**Referring expression data**
──────────
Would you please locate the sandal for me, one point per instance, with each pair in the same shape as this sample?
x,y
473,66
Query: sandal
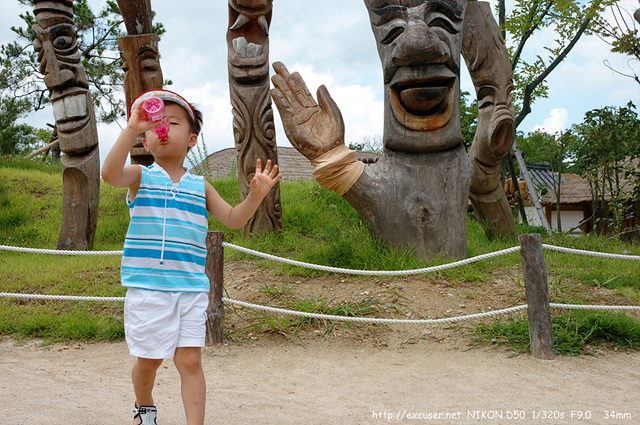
x,y
147,414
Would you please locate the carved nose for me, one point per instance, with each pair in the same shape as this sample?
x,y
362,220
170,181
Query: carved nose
x,y
419,45
54,75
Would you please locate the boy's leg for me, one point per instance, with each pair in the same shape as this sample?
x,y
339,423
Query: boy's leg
x,y
143,376
188,361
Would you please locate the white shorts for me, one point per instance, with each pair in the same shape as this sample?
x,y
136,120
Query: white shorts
x,y
157,322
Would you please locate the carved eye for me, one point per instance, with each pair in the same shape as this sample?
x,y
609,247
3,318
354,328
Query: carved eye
x,y
63,37
63,43
485,97
394,33
443,23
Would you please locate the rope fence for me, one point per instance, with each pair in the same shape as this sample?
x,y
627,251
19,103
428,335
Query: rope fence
x,y
532,292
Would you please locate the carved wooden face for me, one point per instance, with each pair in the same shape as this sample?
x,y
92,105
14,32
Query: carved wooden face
x,y
490,70
419,43
60,62
141,66
248,39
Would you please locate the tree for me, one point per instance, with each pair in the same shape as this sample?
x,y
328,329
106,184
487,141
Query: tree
x,y
468,118
570,19
606,149
623,37
97,37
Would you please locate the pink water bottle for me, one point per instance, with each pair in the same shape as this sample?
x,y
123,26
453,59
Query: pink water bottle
x,y
153,108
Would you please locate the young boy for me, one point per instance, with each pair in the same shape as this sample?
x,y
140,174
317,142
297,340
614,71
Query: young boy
x,y
164,250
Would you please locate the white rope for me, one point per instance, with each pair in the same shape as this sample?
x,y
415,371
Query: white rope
x,y
591,253
57,251
334,317
374,320
373,272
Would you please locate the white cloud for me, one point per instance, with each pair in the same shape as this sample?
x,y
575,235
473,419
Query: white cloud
x,y
555,123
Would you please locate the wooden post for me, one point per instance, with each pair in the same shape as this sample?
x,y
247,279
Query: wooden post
x,y
535,281
214,268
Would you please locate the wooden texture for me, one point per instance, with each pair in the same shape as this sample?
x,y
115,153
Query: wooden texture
x,y
535,280
415,197
142,72
253,127
409,202
80,195
137,16
64,75
490,70
214,268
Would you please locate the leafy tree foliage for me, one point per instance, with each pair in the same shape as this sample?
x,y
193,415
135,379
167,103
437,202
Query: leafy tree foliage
x,y
623,37
606,149
22,87
568,19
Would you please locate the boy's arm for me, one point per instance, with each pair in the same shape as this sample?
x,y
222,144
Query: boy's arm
x,y
114,170
236,217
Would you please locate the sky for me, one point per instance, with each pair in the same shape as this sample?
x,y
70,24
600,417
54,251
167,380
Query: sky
x,y
330,42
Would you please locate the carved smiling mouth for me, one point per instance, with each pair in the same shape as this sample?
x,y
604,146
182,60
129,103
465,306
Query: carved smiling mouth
x,y
70,110
424,104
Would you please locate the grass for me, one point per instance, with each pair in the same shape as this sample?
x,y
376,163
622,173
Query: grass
x,y
318,227
574,333
289,326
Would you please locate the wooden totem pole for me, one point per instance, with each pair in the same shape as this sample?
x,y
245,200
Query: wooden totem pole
x,y
253,127
490,69
416,195
64,75
141,60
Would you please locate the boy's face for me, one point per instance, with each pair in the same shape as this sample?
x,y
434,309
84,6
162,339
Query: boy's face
x,y
180,137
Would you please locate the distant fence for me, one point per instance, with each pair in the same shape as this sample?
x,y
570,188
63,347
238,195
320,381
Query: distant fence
x,y
534,271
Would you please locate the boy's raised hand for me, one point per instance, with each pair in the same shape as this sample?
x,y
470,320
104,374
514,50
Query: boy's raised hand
x,y
138,121
264,180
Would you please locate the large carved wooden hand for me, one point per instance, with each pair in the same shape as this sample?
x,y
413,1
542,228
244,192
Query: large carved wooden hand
x,y
312,128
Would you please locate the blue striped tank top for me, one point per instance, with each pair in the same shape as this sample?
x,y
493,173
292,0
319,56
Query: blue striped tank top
x,y
165,246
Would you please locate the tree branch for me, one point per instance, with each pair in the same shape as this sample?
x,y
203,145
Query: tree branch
x,y
527,35
526,104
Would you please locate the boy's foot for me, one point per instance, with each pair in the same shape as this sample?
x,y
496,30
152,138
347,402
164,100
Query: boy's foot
x,y
144,415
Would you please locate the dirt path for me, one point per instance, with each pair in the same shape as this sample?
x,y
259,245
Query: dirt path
x,y
283,382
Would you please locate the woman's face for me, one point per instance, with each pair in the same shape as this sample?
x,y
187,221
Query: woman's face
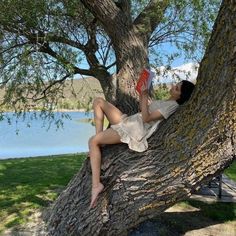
──────────
**EXERCISE AIM**
Where a line above holds the string "woman", copy that line.

**TASK SOLUTION**
Would you please locate the woman's face for me, one point per instance, with each pair in the same shape as this sample?
Query: woman's face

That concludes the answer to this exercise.